TASKS AND EXERCISES
1) From the article on Godolphin's racing prospects, list every race mentioned by name.
2) Write the next part of the article on Godolphin's racing prospects, starting from the point where it stops.

SELECTED PASSAGE
-=-=-
The end of the week near the end of the Flat turf season holds the promise of great pearls for the mighty Godolphin team.

On Friday at Newmarket we see for the first time on the racecourse their much trumpeted two-year-old Echo Of Light. The gallops performances of the Dubai Millennium colt, we are reliably informed, have ensured the coops of Suffolk have been populated by heaving pigeons.

On Saturday, the Kempton debutante winner Fen Shui carries on in the Rockfel Stakes, while Perfectperformance and Librettist do battle in the Dewhurst. Team Dubai is even more heavily represented in the Champion Stakes, for which Naheef was supplemented, or perhaps conscripted, into the role of pacemaker on Monday. It cost £24,000, but it was only money. The Dubaian cascade of funds continued yesterday when they purchased the Prix de l'Arc de Triomphe runner-up, Cherry Mix, to slot into the serried ranks.

Godolphin already have Doyen and Refuse To Bend in the Champion Stakes, yet it is also arguable they have four horses in the Group One contest. Doyen has been a Dr and a Mr this season, and only Saturday's journey across the windy flatlands will tell us whether he is the monster of Ascot or the gerbil of Leopardstown. It is not an easy identity crisis to solve, especially among those closest to the colt.

Doyen has already done the hero bit. In the Hardwicke Stakes at the Royal meeting he broke Stanerra's 21-year-old track record. The King George VI & Queen Elizabeth Stakes was probably even better as he disposed of the best around by three lengths. The highest aspiration for his future opponents appeared to be genuflexion.

But then came the strange case of the Irish Champion Stakes at Leopardstown, in which Doyen managed to finish in front of his pacemaker, Millstreet, but nothing else. His Godolphin masters have searched for an excuse for that aberration, but are now willing to take theories on a postcard. There is hope, but a brittle one, for redemption on Saturday.

"The idea at the time [post Leopardstown] was to go home and start again next season, but he seems in such good form," Simon Crisford, Godolphin's racing manager, said yesterday. "But then he was in form before and after Ireland, so we don't want to make too many noises.
-=-=-
SUPPLIED ENTRIES
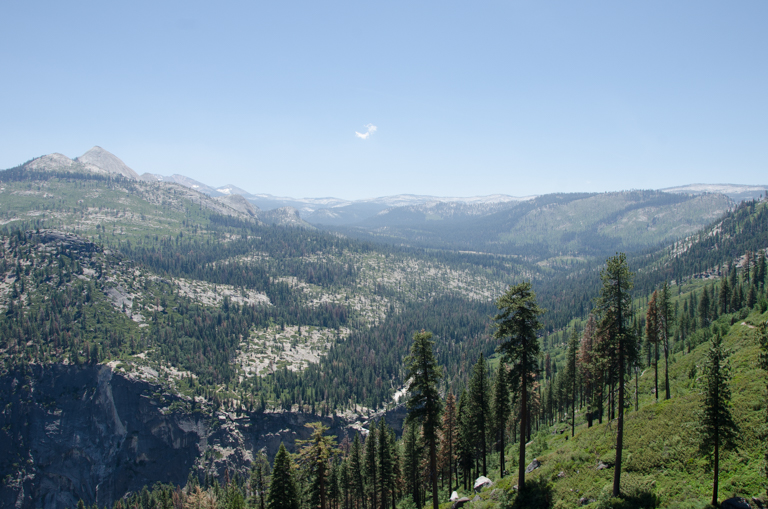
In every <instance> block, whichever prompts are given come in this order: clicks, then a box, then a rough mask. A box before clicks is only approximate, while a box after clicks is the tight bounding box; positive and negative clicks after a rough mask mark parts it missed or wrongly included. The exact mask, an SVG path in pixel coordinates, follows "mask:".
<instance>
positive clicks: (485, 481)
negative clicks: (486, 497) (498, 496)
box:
-=-=-
SOLVED TASKS
1)
Rockfel Stakes
Dewhurst
Champion Stakes
Prix de l'Arc de Triomphe
Hardwicke Stakes
King George VI & Queen Elizabeth Stakes
Irish Champion Stakes

2)
"That was a shock. We were expecting a real polished performance. Not that. It knocked us all sideways and messed up our autumn plans. He should have been our Arc horse.

"He was a horse that developed quickly over the summer and, while it looked easy, it might have taken more out of him than we thought. But we were not running him quickly. We gave him time between races.

"There are easy excuses you can make for him, but the truth is that there is nothing that stands up to close scrutiny. That race remains a bit of a mystery."

A beneficiary of Godolphin's might this year has been Frankie Dettori, who extended his lead to 14 in the jockeys' championship yesterday when Mansfield Park won at Leicester.

Kieren Fallon was not able to protect his title at the Midlands track following his fall there on Monday. The Irishman failed to pass the track doctor and must do so today if he is to resume at Lingfield. Fallon also failed to pass a photographer without incident and was involved in an altercation as he left the track.

Bago, Cherry Mix's conqueror in the Arc, will not now run in the Breeders' Cup Classic in Texas. The salve to this news was confirmation that the three-year-old will race on as a four-year-old, with journeys to Britain as part of his agenda.

Richard Edmondson has been shortlisted for the Horserace Writers' Association Racing Journalist of the Year award.